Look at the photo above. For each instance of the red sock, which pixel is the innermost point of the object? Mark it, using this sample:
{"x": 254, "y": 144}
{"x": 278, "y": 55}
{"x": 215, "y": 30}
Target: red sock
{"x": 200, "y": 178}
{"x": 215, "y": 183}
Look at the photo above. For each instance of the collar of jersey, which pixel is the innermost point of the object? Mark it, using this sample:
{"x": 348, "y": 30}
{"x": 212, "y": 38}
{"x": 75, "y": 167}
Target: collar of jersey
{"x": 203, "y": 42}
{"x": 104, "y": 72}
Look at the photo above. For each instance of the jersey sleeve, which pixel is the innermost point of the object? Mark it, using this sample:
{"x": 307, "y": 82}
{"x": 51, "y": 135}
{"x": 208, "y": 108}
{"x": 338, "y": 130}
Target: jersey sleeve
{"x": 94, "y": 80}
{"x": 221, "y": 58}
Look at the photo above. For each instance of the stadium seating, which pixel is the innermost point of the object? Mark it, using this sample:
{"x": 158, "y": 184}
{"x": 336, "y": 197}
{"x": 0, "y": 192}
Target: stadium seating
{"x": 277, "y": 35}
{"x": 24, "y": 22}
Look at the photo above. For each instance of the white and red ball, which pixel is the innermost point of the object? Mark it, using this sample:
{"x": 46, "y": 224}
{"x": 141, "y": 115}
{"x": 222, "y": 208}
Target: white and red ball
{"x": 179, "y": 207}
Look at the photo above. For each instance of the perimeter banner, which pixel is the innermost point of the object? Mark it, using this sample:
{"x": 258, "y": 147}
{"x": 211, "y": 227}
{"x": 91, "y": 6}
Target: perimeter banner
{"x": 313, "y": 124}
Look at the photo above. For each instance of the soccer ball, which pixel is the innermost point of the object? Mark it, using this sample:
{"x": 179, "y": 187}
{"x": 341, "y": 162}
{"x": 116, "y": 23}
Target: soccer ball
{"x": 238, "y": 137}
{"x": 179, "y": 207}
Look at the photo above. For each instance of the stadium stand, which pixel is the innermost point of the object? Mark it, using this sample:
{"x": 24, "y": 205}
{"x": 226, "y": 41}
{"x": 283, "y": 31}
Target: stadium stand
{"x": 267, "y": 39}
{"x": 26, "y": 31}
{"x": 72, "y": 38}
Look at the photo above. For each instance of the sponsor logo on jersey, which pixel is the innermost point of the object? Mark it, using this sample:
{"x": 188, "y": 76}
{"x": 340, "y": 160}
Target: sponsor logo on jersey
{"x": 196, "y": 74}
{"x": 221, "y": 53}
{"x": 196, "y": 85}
--------
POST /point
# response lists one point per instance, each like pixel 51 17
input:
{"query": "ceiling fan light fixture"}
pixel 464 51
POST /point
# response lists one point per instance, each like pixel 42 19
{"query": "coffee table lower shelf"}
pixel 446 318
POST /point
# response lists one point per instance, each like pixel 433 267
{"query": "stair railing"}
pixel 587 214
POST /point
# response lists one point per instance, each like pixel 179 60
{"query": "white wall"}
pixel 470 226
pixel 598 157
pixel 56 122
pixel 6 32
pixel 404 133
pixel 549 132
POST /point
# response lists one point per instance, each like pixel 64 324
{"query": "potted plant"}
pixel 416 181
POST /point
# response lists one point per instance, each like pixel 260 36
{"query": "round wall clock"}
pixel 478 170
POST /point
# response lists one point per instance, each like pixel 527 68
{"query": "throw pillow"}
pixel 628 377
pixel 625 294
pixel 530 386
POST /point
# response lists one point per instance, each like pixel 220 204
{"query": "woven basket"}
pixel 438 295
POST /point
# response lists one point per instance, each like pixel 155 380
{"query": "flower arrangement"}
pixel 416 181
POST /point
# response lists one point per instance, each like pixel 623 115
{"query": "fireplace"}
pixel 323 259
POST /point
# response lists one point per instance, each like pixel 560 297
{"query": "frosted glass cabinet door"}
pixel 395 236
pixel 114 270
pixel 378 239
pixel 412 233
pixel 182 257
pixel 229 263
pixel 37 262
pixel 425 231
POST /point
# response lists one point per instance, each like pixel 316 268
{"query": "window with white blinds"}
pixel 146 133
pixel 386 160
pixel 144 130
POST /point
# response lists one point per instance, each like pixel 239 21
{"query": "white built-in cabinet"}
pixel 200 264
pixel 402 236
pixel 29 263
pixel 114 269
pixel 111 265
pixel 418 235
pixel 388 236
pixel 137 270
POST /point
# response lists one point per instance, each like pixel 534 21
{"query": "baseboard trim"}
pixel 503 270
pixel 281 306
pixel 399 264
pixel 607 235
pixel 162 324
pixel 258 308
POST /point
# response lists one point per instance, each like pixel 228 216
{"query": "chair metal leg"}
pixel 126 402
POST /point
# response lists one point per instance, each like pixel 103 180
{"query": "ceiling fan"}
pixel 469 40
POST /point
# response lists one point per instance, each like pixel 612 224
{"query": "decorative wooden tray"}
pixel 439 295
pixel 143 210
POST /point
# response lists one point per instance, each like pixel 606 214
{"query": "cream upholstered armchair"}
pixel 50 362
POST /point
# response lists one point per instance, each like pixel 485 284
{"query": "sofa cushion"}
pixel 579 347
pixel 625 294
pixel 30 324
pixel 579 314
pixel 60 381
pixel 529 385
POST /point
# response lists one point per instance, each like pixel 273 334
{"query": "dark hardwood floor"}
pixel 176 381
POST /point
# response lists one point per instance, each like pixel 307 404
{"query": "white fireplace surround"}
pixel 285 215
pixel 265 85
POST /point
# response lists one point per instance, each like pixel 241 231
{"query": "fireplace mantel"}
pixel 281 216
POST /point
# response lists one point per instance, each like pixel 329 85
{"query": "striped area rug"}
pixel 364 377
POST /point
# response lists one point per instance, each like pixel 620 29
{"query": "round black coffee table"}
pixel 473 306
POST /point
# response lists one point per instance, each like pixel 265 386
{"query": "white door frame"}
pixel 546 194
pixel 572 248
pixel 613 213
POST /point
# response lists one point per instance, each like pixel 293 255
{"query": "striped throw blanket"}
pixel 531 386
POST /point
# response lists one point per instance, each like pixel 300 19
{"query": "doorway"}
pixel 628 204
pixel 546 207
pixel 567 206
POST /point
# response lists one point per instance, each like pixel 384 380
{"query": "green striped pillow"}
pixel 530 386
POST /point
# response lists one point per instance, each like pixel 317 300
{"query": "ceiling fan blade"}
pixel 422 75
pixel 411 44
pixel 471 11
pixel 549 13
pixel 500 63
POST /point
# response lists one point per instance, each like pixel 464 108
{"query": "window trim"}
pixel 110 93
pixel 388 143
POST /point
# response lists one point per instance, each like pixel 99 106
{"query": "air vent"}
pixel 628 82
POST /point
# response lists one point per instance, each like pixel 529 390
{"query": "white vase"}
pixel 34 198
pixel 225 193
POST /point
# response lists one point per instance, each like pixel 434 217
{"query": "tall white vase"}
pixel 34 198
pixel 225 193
--------
> [TASK OBJECTIVE] List every line in the records above that contains the string "wall", giving each line in full. Case counts.

> [THE ANSWER]
{"query": "white wall"}
{"query": "round wall clock"}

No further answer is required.